EXTRAIT CHOISI:
/---
La ville et la mort

La ville et l’urbanisation sont au cœur de l’aventure humaine depuis six millénaires. L’une et l’autre se déclinent sur plusieurs registres d’une complexité parfois déroutante. Alors que la pandémie a mis sur pause les villes qui sont appelées à se redéfinir, quelques passionnés vous proposent leur perspective sur le développement urbain. Aujourd’hui, la ville et la mort.

Le juriste anglais Edward Coke écrit au XVIIe siècle que la maison d’un homme, c’est son château. En 1991, la Cour suprême du Canada cite Coke avec délectation. Il s’agit là d’une « vérité », dit-elle.

Entre les deux, soit entre la Renaissance où vit Coke, créatrice et humaniste, et la période actuelle, il y a la Révolution industrielle. Elle est noire de charbon, bruyante, sale, chaotique et mortelle. L’homme est la matière première de la machine. Qui le broie. La Révolution industrielle ne sera pas qu’une révolution de l’industrie et de l’économie libérale. Elle entraînera l’humanité dans une course vers la vie. Son écrin, la ville, doit se transformer. Il faut l’organiser, la coordonner durablement, afin qu’elle devienne vivable. Le territoire devient la source d’une science : l’urbanisme. L’Angleterre en sera la grande pionnière.

Transportons-nous à Londres en 1858, grande matrice des changements qui s’annoncent. Illustrons notre propos à travers un jeune homme que nous nommerons Jeremy Booth et qui y vit.
\---
DONNÉES FOURNIES:
/---
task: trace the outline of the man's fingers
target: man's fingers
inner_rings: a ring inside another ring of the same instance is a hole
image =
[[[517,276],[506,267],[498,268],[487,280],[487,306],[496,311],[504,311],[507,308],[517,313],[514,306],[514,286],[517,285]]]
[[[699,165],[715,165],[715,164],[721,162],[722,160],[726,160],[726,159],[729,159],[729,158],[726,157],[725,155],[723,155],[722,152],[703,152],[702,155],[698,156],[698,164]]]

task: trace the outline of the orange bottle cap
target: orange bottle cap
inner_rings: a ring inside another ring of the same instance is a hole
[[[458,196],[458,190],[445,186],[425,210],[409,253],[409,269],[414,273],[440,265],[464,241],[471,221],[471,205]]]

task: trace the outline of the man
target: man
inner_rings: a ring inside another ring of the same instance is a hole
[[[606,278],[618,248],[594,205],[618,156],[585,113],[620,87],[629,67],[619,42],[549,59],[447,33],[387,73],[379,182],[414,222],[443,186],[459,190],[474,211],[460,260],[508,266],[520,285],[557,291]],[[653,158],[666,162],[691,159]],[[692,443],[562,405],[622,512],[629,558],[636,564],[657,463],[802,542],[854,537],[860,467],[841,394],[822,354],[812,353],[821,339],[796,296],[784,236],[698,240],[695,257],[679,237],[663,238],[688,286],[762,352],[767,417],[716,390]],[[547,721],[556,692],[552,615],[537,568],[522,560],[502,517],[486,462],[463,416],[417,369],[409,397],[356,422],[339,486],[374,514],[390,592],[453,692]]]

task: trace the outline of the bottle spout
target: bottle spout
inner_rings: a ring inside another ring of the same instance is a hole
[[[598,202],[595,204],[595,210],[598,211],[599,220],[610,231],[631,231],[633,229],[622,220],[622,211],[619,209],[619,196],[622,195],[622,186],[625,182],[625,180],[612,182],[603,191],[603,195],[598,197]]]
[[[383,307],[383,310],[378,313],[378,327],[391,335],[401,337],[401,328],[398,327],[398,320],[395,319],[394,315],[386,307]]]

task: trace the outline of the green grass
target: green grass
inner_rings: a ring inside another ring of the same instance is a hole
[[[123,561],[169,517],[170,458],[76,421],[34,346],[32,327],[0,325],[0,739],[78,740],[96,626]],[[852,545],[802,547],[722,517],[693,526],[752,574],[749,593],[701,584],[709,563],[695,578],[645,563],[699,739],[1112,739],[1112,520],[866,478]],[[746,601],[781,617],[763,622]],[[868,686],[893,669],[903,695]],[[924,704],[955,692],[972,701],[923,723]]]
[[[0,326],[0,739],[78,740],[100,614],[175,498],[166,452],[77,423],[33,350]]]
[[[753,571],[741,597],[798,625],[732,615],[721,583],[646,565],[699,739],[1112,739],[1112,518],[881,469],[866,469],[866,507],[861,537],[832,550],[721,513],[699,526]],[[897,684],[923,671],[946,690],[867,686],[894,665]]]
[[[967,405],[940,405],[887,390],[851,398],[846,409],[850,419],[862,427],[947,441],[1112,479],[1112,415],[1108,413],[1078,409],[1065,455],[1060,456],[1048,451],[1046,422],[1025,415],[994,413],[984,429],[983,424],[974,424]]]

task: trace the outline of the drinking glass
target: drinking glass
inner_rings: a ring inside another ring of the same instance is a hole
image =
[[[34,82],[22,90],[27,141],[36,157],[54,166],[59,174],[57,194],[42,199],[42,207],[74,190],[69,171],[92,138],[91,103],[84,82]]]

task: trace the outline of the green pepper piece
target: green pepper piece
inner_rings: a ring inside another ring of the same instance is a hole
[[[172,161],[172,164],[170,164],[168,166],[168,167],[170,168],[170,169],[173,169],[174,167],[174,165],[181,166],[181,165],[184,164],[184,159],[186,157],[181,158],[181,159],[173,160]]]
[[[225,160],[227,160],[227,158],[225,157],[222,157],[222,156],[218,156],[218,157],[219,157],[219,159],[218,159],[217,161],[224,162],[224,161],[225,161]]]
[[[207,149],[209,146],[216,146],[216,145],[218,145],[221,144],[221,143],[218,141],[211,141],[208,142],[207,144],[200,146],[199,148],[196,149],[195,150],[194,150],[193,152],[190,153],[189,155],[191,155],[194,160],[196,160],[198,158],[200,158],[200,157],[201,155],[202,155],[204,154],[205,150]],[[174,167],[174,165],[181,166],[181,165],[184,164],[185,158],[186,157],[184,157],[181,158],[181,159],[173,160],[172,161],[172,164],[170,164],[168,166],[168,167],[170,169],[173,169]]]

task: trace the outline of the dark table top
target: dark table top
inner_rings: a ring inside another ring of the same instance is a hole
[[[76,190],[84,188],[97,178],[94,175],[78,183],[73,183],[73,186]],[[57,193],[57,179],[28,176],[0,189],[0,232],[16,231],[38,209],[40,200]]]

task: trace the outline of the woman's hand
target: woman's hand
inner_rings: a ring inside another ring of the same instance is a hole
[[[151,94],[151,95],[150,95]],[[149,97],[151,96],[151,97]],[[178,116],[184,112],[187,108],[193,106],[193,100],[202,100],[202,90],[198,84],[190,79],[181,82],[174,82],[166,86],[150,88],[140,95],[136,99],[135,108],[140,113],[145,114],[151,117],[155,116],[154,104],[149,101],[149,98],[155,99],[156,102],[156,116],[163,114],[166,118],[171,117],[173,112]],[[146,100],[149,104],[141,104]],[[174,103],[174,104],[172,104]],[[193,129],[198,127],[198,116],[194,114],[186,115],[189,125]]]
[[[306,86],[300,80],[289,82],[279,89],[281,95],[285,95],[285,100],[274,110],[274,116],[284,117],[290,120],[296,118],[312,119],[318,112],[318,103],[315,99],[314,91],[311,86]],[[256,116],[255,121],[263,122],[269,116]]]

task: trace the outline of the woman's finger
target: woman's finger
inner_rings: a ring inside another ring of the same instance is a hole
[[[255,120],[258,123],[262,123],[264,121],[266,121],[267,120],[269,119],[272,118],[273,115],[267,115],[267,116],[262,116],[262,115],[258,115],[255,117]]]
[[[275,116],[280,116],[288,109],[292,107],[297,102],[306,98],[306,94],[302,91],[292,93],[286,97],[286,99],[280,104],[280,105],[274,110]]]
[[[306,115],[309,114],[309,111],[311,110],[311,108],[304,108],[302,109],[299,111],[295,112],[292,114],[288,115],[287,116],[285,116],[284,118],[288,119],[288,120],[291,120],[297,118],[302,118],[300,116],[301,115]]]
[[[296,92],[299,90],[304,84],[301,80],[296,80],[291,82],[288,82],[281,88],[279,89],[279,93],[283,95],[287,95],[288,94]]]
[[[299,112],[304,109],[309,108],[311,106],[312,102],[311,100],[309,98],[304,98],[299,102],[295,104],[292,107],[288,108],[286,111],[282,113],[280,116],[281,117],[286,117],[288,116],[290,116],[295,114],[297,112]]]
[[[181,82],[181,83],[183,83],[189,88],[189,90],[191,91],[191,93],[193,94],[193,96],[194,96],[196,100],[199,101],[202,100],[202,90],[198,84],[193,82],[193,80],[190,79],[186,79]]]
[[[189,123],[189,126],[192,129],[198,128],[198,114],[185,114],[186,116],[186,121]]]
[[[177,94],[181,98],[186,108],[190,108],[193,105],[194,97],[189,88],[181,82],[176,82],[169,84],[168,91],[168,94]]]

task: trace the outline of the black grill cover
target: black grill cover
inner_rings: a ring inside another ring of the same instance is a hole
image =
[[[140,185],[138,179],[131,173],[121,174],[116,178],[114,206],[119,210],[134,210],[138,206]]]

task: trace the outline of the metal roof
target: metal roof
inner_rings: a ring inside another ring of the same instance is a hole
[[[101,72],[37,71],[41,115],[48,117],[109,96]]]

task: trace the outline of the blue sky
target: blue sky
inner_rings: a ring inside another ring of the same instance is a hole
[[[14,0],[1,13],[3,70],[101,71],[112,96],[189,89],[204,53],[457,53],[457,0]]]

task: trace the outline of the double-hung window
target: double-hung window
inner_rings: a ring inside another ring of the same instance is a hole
\---
CONSIGNES:
[a] Relevez tous les adjectifs que l'extrait choisi emploie pour décrire la Révolution industrielle dans la phrase qui commence par « Elle est noire de charbon ».
[b] D'après l'extrait choisi, quel pays sera le grand pionnier de l'urbanisme ?

RÉPONSES:
[a] noire (de charbon), bruyante, sale, chaotique, mortelle

[b] L'Angleterre.